= Information supplied =
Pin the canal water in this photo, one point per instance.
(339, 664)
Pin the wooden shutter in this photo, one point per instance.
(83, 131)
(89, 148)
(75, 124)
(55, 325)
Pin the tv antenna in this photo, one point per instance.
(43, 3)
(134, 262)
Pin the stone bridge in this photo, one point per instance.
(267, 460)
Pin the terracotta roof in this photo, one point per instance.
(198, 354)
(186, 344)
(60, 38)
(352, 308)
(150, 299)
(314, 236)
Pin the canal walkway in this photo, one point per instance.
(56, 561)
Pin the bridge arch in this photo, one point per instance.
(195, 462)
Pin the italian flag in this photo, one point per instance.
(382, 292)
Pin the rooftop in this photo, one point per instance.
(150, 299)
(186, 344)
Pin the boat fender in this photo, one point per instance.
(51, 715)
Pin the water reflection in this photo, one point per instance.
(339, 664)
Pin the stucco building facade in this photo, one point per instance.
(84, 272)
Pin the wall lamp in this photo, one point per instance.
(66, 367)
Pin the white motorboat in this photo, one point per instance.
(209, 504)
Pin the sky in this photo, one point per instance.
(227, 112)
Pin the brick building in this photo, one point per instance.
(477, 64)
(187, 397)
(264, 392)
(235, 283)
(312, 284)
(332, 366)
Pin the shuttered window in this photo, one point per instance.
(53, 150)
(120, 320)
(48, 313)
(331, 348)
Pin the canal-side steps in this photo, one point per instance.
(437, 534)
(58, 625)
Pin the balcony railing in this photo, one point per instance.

= Task goal =
Repeat all of the material above line by line, requests included, and offset every coordinate in the answers by -75.

= The output =
Pin the canal water in this photo, one point per instance.
(264, 589)
Pin the wooden shutter in this photo, one point per instance.
(8, 56)
(14, 73)
(0, 49)
(-20, 250)
Pin the tv antenna in this photo, one point per instance.
(-32, -72)
(59, 187)
Pin the stone bridge in this photo, one point per instance.
(192, 385)
Pin the terracotta roof in this photo, one point per instance.
(123, 279)
(111, 269)
(-15, -37)
(277, 233)
(75, 224)
(239, 161)
Pin the canal walkway in this photo, one point per instance.
(-19, 486)
Pin the bridge arch in this photo, one point per instance.
(120, 387)
Pin the italian flag in this photo, one point per instance.
(307, 217)
Pin the rooftop in this photo, one point per instance.
(75, 224)
(111, 269)
Pin the boat fender in this photo, one point per instance.
(-24, 640)
Pin the water reflection in this photo, one point per instance.
(264, 589)
Pin the stucco building facade in this photo, one point per instance.
(9, 197)
Pin the wall lamp in this photo, one point per instance.
(-9, 292)
Pin the white motorboat in this photo, one point per instance.
(134, 429)
Pin the sky in this photo, one point per instance.
(152, 37)
Pin the brick building in this photo, one point per instance.
(402, -11)
(112, 322)
(189, 317)
(160, 208)
(237, 209)
(257, 291)
Pin the shuttered window in this photo, one point per instance.
(-22, 75)
(45, 245)
(-27, 238)
(256, 273)
Pin the canal-side steps in this photo, one point per instance.
(362, 459)
(-17, 550)
Pin the balcony railing in this photo, one point per instance.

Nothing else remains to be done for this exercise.